*Problème à résoudre*
Poursuivez, s'il vous plaît, la critique de film consacrée à Judy, en reprenant juste après sa dernière phrase.

*Extrait*
Souvent trop courtes et glissées maladroitement dans le montage, les séquences mettant en vedette la Judy âgée de seize ans (lumineuse Darci Shaw) donnent tout de même froid dans le dos. Judy ne peut avoir une vie sociale typique des adolescents de son âge. Afin de toujours performer au sommet de ses capacités qu’importe les situations ou moments de la journée, elle ne pouvait se couper les cheveux, entretenir des relations même amicales avec un garçon et manger des aliments caloriques. Droguée aux pilules l’aidant à maigrir et dormir, elle était perçue comme une machine à produire du fric. Ajoutez à cela les abus sexuels de Mayer, et nous avons un autre sordide exemple que la Cité des anges n’a jamais réellement été paradisiaque mais plutôt hypocrite en nous servant des histoires sur l’importance d’être soi. Les insistances vaines de l’artiste pour s’épanouir normalement tout en exerçant ce qu’elle aime le plus au monde fendent le cœur car elles se déploient à l’intérieur de scènes nuancées suggestives regorgeant de malaises. Avions-nous réellement besoin de celles-ci pour comprendre pourquoi Judy, en cruel manque d’amour et d’estime, s’est réfugiée à l’âge adulte dans l’alcool, les cachets et les mariages ratés? Dans les faits, non, car elles coupent parfois le rythme, mais elles demeurent éclairantes et marquantes.

*Lignes de données*
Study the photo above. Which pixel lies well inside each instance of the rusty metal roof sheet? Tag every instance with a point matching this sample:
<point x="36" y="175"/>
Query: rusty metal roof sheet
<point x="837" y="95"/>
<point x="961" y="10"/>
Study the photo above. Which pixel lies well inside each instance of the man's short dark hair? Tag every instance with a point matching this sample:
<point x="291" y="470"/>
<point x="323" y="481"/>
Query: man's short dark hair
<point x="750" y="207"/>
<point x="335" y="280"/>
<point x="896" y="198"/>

==

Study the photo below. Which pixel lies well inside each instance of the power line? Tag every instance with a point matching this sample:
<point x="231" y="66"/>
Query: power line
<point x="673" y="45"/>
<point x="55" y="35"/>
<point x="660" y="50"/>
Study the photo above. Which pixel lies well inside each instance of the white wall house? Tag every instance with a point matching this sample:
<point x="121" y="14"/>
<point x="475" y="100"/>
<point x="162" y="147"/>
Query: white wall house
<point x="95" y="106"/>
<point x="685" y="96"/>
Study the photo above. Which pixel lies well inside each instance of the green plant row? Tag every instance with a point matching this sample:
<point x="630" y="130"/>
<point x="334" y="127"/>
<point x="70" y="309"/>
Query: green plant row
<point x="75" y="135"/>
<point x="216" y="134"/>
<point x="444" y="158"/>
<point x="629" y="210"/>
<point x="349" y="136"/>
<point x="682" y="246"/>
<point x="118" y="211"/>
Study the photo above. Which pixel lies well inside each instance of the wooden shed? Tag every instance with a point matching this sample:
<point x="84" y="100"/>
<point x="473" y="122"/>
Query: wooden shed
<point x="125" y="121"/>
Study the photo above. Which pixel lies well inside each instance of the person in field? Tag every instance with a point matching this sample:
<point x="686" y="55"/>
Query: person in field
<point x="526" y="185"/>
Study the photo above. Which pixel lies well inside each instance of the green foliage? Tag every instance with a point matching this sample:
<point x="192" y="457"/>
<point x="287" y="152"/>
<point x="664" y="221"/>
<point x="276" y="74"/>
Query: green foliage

*Réponse*
Au-delà des concerts londoniens dans lesquels Judy pouvait autant s’éteindre qu’étinceler, l’oeuvre accorde une place importante à la mère dévouée qu’était l’icône. Sans le sou et domicile fixe, elle s’acharnait pour conserver la garde de ses deux plus jeunes enfants, Joey et Lorna Luft (Lewin Lloyd et Bella Ramsey). Elle était prête à tous les sacrifices, y compris s’éloigner d’eux pour de longues périodes même si cette distance la consumait lentement mais sûrement. Pour racheter ses erreurs, Judy s’oubliait, jouait la comédie auprès de ses enfants pour les ménager mais s’assurait aussi d’être authentique avec eux. Les spectateurs deviennent attendris face à ses efforts dès la première scène. On s’accroche aux possibilités de rédemption ; on y croit autant qu’elle et la boule dans la gorge nous scie presqu’en deux lorsque les espoirs s’écroulent.

Bien évidemment, les chansons occupent aussi une place de choix. Les nombreux numéros musicaux, passant de la sobriété percutante de By myself à la festive The Trolley Song avec danseuses exécutant du french cancan, ravissent les yeux et les oreilles grâce à leur qualité sonore prodigieuse et leurs costumes à la fois élégants et extravagants. Anéantie lorsqu’elle déçoit et choque un public intransigeant et contradictoire et ravie lorsqu’elle l’emballe, Judy prend vie sur scène même si cela la lui fait perdre au bout du compte. Son immense talent et désir de contenter des spectateurs qui ne le méritent pas toujours saisissent autant que son manque de confiance qui, bien que compréhensible, n’a aucune raison d’être. Sa grande vulnérabilité et son irrésistible humilité donnent lieu à l’une des plus belles scènes du film : la rencontre avec deux admirateurs homosexuels. Charmante et touchante, cette courte amitié malheureusement fictive rend un tendre hommage à la personnalité ouverte de Garland ainsi qu’à ses fans l’aimant inconditionnellement malgré ses frasques.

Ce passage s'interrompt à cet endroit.